Excerpt to read:
[start]
To keep the cost of the unit down, it was required that the lens of the webcam be removed. By removing the lens, the image the webcam produced would be out of focus, however this was ok because we weren’t interested in the actual image the webcam produced but rather the pixel values from the light that the webcam received. By using filters over the webcam, we could choose the bandwidth of light that we wanted to capture and was emitted from the quantum dots. The webcam that we eventually chose was a Fire-I because we were able to get the raw data from the pixels and not pixel values that had been processed by the webcam.

Fluid Flow Control

We needed an automated pumping solution to get the reagents in our sequentially loaded chip over the detection area reliably. The previous method that was used was based on timing and was unreliable. A LED was placed over the detection area and the same camera that was used for detection could also be used for active control of the micropump.
[end]
Given instruction a:
Switch every "night-vision" to "infrared" in the records, from the line containing "Cam-trap alert: motion was detected. Identify cycling" through the end of the records, inclusive, and write those lines out again with nothing else changed.

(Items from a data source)
[start]
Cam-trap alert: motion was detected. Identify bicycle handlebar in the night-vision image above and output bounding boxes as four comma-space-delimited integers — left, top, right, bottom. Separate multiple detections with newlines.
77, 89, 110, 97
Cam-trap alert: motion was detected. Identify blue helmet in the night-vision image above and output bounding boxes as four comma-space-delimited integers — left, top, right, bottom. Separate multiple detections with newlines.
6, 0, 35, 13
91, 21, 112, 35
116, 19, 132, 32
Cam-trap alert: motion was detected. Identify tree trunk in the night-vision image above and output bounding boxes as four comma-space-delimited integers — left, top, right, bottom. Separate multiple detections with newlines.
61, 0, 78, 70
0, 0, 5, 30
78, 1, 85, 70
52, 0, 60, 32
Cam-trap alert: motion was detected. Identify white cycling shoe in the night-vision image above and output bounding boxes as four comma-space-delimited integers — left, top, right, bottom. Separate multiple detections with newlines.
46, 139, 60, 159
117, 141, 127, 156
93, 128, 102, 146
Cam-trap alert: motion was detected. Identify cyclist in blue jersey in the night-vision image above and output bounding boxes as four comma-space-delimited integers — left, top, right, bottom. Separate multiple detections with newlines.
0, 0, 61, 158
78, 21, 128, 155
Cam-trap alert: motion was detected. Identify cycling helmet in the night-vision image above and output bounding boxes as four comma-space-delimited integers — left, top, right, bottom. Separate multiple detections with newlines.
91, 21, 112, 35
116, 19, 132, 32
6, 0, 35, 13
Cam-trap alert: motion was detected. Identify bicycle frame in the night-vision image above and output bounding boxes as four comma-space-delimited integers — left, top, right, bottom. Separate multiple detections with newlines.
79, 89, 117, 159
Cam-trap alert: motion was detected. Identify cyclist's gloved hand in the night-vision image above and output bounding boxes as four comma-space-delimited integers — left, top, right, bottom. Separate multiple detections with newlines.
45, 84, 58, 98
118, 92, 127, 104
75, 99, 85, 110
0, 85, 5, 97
[end]
Given instruction b:
According to the excerpt on the webcam detection unit, which webcam was eventually chosen?

Exercise answer a:
Cam-trap alert: motion was detected. Identify cycling helmet in the infrared image above and output bounding boxes as four comma-space-delimited integers — left, top, right, bottom. Separate multiple detections with newlines.
91, 21, 112, 35
116, 19, 132, 32
6, 0, 35, 13
Cam-trap alert: motion was detected. Identify bicycle frame in the infrared image above and output bounding boxes as four comma-space-delimited integers — left, top, right, bottom. Separate multiple detections with newlines.
79, 89, 117, 159
Cam-trap alert: motion was detected. Identify cyclist's gloved hand in the infrared image above and output bounding boxes as four comma-space-delimited integers — left, top, right, bottom. Separate multiple detections with newlines.
45, 84, 58, 98
118, 92, 127, 104
75, 99, 85, 110
0, 85, 5, 97

Exercise answer b:
A Fire-I.